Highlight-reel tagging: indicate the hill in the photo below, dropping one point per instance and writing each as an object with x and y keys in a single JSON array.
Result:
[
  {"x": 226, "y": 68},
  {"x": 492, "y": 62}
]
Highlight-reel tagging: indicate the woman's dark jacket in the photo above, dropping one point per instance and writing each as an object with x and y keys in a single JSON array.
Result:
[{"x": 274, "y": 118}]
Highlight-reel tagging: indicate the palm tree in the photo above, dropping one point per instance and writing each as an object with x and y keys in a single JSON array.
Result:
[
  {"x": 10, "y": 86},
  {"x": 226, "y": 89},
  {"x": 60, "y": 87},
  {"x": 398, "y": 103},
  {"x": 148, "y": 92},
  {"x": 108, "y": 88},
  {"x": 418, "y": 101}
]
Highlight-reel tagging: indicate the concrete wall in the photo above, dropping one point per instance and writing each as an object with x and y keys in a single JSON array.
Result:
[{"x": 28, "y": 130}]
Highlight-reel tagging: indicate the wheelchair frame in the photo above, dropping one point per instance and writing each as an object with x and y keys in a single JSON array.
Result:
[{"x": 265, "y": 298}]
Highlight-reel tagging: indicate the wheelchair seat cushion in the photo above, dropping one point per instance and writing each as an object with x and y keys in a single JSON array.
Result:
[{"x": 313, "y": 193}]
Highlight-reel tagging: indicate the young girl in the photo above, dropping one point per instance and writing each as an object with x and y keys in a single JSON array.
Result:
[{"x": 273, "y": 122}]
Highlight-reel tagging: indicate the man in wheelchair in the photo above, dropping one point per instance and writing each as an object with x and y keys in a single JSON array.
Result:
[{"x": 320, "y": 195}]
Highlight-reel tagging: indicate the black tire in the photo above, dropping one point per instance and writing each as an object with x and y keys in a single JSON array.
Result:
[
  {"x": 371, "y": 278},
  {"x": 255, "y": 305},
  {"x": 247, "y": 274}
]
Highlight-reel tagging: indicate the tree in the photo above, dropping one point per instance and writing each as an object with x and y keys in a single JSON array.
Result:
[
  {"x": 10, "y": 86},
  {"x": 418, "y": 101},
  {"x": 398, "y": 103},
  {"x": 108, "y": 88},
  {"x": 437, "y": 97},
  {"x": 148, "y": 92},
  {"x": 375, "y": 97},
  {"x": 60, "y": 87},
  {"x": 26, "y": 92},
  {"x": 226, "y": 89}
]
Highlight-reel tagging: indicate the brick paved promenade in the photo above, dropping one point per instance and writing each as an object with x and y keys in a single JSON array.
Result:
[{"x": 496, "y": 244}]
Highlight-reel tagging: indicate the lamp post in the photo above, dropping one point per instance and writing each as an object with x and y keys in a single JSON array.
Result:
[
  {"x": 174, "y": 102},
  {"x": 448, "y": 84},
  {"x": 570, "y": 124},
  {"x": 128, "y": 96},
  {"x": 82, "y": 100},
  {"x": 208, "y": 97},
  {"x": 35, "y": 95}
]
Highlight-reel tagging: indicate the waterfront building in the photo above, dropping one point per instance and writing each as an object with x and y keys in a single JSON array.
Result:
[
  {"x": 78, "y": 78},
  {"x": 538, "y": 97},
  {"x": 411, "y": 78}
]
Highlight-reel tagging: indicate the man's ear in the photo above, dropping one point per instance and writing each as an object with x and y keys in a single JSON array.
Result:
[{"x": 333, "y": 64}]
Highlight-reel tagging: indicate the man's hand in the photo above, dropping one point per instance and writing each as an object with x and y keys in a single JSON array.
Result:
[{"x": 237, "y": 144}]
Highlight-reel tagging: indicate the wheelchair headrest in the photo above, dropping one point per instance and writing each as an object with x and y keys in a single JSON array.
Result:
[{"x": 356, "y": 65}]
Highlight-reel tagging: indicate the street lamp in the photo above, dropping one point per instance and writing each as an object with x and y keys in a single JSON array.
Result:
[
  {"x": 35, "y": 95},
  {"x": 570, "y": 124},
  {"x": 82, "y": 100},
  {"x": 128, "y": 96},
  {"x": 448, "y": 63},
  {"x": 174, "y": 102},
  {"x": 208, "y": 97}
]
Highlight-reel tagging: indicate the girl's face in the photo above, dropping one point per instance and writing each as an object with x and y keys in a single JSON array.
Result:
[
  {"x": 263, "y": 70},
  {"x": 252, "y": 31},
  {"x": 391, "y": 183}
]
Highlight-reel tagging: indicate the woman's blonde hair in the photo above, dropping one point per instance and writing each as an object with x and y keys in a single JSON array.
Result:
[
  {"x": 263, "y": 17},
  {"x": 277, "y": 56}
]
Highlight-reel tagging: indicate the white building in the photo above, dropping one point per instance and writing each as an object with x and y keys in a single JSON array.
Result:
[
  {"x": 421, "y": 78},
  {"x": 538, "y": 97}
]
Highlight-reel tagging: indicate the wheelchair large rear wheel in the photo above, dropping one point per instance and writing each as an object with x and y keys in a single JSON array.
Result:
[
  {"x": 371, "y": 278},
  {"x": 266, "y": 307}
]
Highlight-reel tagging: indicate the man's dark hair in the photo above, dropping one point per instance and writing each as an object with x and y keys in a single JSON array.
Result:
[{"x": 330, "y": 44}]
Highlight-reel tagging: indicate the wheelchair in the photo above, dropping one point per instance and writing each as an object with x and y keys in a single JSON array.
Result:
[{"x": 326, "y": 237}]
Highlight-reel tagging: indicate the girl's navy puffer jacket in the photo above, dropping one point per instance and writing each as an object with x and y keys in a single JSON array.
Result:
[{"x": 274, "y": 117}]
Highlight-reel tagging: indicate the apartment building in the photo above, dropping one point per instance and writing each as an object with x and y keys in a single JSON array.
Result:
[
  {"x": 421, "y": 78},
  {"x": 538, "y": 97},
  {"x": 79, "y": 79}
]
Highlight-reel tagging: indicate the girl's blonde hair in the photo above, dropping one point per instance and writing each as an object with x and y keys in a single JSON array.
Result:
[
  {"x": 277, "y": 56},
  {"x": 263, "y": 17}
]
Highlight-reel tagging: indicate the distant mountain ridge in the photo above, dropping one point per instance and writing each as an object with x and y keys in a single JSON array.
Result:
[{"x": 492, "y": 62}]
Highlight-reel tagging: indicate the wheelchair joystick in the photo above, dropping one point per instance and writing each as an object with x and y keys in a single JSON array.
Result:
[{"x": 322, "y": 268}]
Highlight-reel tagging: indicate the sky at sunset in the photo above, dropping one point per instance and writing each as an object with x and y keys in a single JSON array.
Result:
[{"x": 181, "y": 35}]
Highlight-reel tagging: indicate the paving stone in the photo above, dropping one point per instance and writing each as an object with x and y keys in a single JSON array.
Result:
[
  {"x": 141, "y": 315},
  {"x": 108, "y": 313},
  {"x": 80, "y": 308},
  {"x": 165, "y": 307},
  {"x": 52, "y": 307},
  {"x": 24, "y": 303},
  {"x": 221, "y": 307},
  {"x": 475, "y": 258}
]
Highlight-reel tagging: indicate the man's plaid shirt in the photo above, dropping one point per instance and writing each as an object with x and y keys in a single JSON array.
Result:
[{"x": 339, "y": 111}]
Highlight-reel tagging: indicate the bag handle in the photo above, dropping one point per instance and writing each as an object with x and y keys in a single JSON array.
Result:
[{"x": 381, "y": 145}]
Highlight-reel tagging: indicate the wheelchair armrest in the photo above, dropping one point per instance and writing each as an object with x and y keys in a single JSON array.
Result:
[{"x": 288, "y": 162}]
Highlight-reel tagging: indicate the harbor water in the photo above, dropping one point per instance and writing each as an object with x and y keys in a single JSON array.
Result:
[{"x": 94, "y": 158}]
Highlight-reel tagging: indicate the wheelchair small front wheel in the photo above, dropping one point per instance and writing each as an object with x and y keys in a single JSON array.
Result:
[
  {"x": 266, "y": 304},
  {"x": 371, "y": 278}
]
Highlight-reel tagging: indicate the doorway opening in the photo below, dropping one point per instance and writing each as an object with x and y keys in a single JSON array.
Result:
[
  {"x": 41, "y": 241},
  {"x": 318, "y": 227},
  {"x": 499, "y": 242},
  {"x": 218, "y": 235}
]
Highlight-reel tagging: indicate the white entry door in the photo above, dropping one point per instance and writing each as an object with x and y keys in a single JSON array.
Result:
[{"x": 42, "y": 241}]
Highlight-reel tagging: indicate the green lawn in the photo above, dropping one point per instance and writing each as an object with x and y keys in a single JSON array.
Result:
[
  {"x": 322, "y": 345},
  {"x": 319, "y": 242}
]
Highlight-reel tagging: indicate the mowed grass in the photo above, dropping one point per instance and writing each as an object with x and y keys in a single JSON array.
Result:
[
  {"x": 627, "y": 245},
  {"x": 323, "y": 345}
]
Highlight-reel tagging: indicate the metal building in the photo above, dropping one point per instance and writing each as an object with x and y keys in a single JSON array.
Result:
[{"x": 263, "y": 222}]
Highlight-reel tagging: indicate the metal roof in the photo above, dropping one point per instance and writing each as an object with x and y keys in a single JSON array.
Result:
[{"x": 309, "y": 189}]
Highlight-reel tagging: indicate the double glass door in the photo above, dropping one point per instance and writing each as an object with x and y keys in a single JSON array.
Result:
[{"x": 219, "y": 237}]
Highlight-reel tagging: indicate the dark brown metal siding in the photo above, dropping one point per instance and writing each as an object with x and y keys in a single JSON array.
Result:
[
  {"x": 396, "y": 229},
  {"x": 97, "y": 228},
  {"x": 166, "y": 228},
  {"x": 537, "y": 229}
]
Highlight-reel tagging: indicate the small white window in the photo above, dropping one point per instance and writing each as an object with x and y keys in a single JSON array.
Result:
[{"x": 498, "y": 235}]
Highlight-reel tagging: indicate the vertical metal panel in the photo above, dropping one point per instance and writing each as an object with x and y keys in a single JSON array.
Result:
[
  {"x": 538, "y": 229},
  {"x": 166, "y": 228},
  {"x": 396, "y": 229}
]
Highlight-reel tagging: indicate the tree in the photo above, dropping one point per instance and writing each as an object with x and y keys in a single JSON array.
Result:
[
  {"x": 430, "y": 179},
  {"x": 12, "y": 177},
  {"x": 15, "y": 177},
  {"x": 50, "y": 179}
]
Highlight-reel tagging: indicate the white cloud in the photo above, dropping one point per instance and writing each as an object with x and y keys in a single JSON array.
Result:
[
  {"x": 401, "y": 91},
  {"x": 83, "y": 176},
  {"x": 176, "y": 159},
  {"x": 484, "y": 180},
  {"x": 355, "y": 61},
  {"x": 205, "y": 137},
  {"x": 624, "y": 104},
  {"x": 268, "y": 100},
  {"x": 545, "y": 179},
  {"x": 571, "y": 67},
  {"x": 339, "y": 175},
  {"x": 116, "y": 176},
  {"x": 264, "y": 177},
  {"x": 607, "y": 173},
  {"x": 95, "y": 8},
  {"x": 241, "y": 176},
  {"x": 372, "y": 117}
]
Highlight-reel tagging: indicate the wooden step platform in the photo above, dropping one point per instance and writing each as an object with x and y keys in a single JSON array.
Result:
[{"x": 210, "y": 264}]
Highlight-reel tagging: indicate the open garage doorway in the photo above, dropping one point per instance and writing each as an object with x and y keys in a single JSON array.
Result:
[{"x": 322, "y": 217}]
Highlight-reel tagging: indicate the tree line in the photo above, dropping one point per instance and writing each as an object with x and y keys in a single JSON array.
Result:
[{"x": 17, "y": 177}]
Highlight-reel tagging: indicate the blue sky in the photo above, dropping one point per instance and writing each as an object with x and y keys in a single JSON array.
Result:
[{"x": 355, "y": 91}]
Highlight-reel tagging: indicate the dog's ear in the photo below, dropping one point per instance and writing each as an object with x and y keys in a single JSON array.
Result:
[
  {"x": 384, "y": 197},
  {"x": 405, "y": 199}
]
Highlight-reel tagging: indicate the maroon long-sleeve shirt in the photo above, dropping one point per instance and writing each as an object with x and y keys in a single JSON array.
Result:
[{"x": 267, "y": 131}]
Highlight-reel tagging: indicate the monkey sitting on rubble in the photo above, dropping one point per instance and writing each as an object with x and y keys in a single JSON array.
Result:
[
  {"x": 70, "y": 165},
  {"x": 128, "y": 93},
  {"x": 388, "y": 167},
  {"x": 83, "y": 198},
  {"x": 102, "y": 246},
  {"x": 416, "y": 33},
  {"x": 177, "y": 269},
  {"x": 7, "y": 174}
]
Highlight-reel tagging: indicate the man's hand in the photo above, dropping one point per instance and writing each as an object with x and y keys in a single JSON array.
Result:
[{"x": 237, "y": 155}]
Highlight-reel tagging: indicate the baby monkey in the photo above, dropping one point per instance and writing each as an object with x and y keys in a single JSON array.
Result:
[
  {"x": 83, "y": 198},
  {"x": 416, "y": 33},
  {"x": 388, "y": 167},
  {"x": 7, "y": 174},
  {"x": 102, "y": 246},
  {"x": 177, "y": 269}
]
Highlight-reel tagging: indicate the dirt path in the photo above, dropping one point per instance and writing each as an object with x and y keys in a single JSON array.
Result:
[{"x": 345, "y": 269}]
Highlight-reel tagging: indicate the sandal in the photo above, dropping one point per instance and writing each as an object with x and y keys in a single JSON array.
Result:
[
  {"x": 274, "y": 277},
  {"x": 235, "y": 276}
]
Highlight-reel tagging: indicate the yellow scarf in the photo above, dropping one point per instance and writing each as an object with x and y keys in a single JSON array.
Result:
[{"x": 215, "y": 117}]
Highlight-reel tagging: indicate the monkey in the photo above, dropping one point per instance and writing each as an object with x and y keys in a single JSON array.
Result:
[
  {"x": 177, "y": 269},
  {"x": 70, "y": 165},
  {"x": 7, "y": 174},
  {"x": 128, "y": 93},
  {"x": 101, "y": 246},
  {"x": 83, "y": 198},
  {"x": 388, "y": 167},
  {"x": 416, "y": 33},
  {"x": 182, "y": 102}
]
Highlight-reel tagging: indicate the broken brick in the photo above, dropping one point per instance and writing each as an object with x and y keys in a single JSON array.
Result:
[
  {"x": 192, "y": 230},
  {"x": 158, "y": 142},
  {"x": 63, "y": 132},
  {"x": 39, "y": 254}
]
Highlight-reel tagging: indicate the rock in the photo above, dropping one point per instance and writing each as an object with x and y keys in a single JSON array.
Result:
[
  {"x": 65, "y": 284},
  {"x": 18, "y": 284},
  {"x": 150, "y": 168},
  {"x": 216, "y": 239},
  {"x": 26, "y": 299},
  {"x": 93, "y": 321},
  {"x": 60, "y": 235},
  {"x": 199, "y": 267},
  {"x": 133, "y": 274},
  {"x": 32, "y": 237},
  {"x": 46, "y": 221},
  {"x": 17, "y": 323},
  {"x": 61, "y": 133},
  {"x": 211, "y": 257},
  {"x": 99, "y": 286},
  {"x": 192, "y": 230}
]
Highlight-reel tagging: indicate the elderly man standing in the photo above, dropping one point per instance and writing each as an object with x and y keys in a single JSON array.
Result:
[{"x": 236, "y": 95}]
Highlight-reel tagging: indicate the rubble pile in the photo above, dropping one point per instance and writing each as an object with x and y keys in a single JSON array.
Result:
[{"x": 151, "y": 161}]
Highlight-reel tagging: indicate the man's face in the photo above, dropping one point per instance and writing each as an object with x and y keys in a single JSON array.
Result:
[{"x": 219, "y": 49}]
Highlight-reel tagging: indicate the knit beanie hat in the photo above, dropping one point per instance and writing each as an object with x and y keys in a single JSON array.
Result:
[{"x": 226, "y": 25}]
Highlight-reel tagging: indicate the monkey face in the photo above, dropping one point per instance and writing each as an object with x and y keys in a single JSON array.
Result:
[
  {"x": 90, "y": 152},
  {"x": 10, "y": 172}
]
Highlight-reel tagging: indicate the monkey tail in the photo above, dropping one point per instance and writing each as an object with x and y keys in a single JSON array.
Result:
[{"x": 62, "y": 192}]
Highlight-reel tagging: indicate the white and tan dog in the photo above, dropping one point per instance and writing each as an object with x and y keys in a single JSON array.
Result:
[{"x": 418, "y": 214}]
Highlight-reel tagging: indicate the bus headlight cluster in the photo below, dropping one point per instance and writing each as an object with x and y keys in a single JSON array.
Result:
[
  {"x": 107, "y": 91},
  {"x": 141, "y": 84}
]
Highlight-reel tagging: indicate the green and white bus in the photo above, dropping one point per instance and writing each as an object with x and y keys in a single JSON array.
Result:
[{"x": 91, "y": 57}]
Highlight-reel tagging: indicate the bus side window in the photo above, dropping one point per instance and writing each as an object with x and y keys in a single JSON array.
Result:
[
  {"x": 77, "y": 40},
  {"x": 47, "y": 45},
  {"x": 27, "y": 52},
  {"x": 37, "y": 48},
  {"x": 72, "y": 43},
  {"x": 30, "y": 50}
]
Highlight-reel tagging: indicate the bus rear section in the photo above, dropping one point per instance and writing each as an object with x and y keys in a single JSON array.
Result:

━━━━━━━━━━━━━━━━━━━━

__GIVEN TASK__: In the records above, find the line containing "Highlight-reel tagging: indicate the green and"; please retype it and every line after it through the last line, exactly and with nothing else.

__EXPECTED OUTPUT__:
Highlight-reel tagging: indicate the green and white bus in the photo above, dropping one point per instance and writing each as an object with x and y keys in a single JSON array.
Result:
[{"x": 91, "y": 57}]
Highlight-reel tagging: indicate the bus side window in the photo above, dropping one point per instance and writing each as an object with x and y keys in a single JSON array.
Result:
[
  {"x": 77, "y": 40},
  {"x": 47, "y": 45},
  {"x": 27, "y": 52},
  {"x": 37, "y": 48},
  {"x": 72, "y": 43},
  {"x": 30, "y": 50}
]
Highlight-reel tagging: indicate the bus rear section in the photo above, dropping one point per instance and writing each as an object with x and y keys in a single JSON array.
Result:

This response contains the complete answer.